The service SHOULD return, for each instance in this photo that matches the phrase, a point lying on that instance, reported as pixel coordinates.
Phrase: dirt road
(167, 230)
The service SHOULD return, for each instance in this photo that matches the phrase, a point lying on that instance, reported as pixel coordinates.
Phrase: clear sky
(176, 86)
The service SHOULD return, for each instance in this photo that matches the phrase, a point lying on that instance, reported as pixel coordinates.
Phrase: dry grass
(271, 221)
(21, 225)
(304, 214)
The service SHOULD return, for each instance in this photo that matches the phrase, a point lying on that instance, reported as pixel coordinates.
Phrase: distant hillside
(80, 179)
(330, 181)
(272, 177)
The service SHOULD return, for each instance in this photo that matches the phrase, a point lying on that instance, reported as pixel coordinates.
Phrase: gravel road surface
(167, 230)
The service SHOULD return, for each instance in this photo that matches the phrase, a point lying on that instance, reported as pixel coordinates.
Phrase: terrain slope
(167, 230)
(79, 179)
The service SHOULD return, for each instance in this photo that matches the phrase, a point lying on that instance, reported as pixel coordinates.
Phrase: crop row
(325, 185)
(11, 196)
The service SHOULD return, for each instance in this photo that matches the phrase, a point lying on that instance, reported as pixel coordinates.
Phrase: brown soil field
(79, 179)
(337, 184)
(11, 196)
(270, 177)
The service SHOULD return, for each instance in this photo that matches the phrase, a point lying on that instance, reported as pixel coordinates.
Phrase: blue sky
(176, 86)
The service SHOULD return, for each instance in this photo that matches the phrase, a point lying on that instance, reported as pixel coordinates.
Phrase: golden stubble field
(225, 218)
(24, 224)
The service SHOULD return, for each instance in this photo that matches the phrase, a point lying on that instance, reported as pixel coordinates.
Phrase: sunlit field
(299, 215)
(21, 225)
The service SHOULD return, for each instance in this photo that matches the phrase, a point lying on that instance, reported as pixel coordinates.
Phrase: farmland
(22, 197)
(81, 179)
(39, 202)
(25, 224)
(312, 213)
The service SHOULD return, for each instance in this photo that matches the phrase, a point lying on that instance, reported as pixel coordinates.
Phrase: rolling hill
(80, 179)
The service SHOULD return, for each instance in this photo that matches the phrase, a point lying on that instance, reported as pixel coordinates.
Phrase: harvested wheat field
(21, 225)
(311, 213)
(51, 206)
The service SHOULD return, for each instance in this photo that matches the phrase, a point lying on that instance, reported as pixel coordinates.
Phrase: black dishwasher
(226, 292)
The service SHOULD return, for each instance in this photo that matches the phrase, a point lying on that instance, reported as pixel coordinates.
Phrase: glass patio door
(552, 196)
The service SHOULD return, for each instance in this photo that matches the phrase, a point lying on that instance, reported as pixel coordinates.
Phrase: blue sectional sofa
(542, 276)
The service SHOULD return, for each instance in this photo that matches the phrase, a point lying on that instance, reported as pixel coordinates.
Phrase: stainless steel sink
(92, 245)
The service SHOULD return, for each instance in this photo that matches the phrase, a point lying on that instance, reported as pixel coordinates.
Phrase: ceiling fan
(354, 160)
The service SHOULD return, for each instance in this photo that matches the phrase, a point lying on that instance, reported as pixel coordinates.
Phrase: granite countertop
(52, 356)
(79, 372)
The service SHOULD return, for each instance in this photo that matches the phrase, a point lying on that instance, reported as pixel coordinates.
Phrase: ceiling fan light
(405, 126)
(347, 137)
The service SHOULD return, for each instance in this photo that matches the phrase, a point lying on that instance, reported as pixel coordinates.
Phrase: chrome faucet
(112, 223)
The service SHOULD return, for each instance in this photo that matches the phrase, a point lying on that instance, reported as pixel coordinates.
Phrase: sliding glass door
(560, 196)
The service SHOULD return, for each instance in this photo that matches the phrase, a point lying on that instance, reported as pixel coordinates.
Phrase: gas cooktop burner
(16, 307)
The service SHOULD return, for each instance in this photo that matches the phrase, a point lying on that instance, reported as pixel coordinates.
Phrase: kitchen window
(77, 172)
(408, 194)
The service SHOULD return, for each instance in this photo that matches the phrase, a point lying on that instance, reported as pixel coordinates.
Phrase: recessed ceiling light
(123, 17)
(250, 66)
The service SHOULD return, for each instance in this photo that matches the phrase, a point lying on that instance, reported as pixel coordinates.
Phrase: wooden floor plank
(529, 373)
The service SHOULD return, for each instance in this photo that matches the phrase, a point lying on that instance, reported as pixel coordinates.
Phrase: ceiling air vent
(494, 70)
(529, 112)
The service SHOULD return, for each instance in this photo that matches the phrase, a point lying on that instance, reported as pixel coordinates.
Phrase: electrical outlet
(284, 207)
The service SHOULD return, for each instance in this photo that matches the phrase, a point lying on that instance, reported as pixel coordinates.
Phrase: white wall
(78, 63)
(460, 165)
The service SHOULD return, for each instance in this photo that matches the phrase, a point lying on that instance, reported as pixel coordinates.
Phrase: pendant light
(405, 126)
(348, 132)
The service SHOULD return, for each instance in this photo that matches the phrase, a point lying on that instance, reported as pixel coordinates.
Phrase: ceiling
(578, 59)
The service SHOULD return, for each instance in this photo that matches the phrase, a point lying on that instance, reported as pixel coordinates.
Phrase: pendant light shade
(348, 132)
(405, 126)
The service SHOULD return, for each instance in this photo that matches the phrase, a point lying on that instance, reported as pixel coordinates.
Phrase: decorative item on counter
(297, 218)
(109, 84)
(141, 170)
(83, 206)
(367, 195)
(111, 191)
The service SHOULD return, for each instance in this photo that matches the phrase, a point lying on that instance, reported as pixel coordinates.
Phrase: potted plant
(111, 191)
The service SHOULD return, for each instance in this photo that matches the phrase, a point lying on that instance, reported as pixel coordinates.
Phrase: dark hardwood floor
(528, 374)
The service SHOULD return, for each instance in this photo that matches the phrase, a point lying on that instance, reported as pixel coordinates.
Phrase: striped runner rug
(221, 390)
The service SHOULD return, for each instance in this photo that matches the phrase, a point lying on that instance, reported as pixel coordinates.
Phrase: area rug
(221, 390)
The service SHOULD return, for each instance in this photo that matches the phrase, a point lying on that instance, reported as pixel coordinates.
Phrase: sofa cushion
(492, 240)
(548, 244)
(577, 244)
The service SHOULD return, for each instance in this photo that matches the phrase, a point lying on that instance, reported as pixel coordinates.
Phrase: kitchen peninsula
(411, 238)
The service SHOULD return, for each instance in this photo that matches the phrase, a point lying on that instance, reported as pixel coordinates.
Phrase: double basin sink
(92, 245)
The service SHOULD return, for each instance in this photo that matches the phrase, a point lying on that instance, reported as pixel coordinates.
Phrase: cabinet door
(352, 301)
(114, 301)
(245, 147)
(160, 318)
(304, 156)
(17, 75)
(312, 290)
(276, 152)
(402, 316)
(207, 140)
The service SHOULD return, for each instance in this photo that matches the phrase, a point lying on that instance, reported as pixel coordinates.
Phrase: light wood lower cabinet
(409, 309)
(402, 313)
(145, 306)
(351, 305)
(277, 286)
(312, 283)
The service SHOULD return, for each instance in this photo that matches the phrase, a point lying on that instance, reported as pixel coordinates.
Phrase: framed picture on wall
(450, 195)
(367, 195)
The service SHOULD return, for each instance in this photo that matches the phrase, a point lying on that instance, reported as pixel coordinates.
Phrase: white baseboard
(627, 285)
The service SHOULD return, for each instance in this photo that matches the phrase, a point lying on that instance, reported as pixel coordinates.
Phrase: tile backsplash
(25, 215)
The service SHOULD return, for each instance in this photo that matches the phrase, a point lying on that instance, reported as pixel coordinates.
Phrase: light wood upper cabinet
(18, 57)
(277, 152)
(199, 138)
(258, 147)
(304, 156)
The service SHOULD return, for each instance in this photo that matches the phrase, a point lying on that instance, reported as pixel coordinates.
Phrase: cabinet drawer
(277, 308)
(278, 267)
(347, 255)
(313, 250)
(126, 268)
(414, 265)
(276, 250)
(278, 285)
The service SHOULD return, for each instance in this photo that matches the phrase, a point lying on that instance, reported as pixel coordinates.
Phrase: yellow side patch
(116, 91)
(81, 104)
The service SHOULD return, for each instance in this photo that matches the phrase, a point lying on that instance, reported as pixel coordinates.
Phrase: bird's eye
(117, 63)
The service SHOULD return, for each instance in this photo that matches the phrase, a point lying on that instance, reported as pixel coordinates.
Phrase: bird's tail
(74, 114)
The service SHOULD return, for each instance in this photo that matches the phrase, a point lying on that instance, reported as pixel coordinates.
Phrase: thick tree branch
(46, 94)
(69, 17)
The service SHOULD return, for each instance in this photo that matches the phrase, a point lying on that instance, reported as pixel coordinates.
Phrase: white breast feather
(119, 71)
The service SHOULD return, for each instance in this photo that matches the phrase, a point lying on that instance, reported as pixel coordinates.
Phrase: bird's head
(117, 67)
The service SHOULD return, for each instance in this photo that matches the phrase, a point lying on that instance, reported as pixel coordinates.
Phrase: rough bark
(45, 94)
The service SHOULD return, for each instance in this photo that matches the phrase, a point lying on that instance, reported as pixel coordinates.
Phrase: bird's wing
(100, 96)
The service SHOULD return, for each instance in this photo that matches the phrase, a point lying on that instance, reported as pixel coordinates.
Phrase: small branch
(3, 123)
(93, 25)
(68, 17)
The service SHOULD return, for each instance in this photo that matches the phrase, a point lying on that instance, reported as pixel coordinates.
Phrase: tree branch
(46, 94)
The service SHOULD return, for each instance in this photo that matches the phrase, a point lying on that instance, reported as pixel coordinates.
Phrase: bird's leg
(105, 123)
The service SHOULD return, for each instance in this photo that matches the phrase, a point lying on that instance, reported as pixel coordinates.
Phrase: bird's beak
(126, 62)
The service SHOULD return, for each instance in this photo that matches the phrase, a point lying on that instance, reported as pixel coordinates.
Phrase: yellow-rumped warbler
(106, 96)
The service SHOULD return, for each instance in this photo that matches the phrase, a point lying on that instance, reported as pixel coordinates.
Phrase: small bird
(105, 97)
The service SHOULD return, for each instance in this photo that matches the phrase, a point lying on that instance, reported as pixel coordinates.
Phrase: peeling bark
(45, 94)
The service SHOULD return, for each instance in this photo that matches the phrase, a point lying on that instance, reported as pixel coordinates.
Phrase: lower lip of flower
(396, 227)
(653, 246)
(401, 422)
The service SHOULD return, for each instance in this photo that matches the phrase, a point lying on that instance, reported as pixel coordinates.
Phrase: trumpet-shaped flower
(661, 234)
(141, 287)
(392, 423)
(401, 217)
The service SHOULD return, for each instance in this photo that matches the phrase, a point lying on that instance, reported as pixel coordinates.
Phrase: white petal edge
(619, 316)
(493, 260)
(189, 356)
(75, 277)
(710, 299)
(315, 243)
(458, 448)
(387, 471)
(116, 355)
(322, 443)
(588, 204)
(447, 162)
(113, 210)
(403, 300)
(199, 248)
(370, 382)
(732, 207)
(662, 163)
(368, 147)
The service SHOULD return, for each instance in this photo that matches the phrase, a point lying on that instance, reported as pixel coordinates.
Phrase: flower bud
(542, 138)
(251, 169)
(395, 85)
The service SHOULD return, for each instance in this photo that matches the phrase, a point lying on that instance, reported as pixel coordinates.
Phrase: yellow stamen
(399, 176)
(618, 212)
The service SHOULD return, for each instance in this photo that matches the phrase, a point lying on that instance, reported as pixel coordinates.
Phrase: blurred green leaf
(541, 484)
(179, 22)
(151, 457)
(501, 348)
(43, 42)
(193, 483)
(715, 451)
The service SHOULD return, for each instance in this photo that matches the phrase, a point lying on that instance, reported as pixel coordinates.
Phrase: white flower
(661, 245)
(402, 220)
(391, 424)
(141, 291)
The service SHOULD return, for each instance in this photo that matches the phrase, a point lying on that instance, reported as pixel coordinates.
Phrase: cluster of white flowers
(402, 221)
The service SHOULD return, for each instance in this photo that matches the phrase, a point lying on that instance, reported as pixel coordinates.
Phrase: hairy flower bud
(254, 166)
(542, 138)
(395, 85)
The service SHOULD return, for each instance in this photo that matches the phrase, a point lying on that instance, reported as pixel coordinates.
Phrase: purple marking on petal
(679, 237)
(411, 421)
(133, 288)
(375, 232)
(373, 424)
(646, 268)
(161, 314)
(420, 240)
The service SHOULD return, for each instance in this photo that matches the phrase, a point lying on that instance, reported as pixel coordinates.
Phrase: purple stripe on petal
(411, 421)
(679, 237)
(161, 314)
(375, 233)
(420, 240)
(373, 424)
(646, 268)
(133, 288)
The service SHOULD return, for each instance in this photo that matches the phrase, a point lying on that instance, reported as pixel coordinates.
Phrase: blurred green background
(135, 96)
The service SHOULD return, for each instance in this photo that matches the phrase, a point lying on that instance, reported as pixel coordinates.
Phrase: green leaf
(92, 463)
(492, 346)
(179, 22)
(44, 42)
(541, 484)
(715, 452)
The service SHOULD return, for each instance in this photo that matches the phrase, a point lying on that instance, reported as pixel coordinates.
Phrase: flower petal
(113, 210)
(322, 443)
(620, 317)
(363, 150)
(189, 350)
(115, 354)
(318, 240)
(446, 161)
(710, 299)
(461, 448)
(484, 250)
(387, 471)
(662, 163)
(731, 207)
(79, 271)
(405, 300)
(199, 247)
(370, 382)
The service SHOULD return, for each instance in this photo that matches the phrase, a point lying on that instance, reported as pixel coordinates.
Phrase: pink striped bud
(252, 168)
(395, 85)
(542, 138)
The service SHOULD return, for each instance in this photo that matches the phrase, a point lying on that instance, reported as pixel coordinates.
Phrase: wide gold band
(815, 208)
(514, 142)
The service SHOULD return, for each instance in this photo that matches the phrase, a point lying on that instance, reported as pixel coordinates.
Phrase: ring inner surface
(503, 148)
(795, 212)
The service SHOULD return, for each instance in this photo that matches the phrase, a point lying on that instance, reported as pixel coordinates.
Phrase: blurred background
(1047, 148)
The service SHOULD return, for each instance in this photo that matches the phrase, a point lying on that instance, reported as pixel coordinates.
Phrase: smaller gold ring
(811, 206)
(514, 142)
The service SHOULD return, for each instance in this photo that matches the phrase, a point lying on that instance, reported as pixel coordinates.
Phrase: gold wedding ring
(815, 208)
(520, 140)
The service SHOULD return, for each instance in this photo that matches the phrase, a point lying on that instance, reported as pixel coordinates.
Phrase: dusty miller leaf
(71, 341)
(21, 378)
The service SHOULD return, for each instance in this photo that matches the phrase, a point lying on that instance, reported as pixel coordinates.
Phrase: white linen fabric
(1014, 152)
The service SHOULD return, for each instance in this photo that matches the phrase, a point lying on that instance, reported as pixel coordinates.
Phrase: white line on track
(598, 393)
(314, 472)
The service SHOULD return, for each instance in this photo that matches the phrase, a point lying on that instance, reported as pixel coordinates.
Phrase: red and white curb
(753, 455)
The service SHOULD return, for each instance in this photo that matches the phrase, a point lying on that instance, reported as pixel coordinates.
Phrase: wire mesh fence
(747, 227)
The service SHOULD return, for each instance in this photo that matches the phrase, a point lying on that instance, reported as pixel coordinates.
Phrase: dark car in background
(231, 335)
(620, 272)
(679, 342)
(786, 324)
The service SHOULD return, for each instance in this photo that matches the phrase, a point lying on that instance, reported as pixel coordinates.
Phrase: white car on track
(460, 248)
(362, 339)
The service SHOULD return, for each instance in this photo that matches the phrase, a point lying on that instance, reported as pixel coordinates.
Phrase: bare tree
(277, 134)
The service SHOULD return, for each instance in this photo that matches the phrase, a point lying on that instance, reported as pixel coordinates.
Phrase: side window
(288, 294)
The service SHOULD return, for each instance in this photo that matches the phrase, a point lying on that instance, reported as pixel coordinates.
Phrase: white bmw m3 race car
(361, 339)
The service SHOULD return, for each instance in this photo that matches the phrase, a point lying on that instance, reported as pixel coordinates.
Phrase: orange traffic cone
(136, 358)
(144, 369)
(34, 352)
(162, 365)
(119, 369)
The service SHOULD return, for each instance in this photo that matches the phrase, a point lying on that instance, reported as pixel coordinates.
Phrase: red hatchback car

**What this task involves**
Pick out each line of the records that contains the word "petal" and copy those lines in full.

**Finished answer**
Phrase: white petal edge
Phrase: purple marking on petal
Phrase: purple stripe on petal
Phrase: flower petal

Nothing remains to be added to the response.